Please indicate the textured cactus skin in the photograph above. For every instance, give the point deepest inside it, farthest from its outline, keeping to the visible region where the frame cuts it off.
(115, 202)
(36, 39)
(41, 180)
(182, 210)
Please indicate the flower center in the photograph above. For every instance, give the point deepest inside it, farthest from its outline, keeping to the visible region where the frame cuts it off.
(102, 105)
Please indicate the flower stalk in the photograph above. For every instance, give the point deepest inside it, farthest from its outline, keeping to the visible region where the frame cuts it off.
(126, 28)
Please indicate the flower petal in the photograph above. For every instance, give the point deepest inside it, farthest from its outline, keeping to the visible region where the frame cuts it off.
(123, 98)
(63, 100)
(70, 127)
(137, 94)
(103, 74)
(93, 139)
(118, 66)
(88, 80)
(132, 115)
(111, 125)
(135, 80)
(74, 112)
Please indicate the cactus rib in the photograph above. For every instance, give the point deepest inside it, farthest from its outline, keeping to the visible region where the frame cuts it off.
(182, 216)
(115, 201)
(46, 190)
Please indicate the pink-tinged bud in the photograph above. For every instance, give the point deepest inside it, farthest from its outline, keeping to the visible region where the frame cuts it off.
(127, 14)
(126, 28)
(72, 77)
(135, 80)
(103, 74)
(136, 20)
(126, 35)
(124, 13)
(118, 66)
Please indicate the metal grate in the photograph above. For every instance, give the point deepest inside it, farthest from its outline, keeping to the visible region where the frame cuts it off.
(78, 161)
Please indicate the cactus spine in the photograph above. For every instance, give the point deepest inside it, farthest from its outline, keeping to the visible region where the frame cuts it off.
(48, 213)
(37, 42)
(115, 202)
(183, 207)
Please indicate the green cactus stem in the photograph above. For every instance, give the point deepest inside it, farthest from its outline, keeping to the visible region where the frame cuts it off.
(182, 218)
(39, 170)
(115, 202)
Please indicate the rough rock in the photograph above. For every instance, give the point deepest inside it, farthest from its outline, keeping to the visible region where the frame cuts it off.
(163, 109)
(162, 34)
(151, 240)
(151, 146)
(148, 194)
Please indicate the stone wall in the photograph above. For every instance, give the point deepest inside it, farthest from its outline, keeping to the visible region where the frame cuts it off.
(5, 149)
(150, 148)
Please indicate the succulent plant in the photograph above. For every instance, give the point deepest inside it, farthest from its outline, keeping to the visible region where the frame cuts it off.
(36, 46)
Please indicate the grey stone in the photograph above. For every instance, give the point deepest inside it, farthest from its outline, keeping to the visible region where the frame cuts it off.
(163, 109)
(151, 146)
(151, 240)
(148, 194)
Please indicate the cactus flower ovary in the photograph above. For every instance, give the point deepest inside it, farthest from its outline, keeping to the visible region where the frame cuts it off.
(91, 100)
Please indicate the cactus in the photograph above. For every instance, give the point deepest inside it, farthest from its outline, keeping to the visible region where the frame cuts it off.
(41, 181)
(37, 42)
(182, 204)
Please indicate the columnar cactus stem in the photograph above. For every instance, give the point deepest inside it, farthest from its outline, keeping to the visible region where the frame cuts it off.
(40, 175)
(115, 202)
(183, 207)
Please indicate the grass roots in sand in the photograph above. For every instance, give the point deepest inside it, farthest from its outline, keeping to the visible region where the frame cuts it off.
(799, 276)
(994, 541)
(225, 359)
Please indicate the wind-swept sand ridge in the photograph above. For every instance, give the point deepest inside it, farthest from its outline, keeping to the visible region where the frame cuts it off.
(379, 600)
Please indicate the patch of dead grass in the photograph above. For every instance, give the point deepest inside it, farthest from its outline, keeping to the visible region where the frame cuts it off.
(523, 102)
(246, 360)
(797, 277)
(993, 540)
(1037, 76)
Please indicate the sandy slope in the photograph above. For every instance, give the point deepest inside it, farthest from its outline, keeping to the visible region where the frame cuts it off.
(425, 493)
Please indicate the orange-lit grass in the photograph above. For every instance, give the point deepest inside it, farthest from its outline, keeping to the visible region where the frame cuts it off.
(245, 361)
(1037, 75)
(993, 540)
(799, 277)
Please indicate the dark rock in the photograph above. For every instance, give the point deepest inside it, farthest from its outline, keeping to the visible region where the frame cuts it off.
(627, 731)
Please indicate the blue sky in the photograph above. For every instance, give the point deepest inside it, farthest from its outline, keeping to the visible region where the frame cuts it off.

■ ■ ■ ■ ■ ■ ■

Could you write out the records starting at the line containing "Please indicate the sandy" and ending at the last line of the records, keeping every request as it stands and shifting each coordinate in the answers by -131?

Please indicate the sandy slope in the photograph above. For every instance, give the point deepest inside it, farthest from its outline, keeping to the visible region where the frame cuts it off.
(294, 362)
Please indicate the orange-lit grass in the photograph above. For every instance, give the point deepest inside it, farthest from its outline, keeping to the visible region where the frame cuts it off.
(114, 230)
(906, -56)
(862, 409)
(668, 146)
Please indicate the dark rock in the photograph above. For every instance, give the point deepest inside it, farthest from its outline, keeping to the visible region where the frame cuts it off.
(496, 600)
Please indicate the blue sky in the photograph above. For every instance, give the point deepest inside it, farthest from its outline, keeping to the visible region where the frame cuts it off.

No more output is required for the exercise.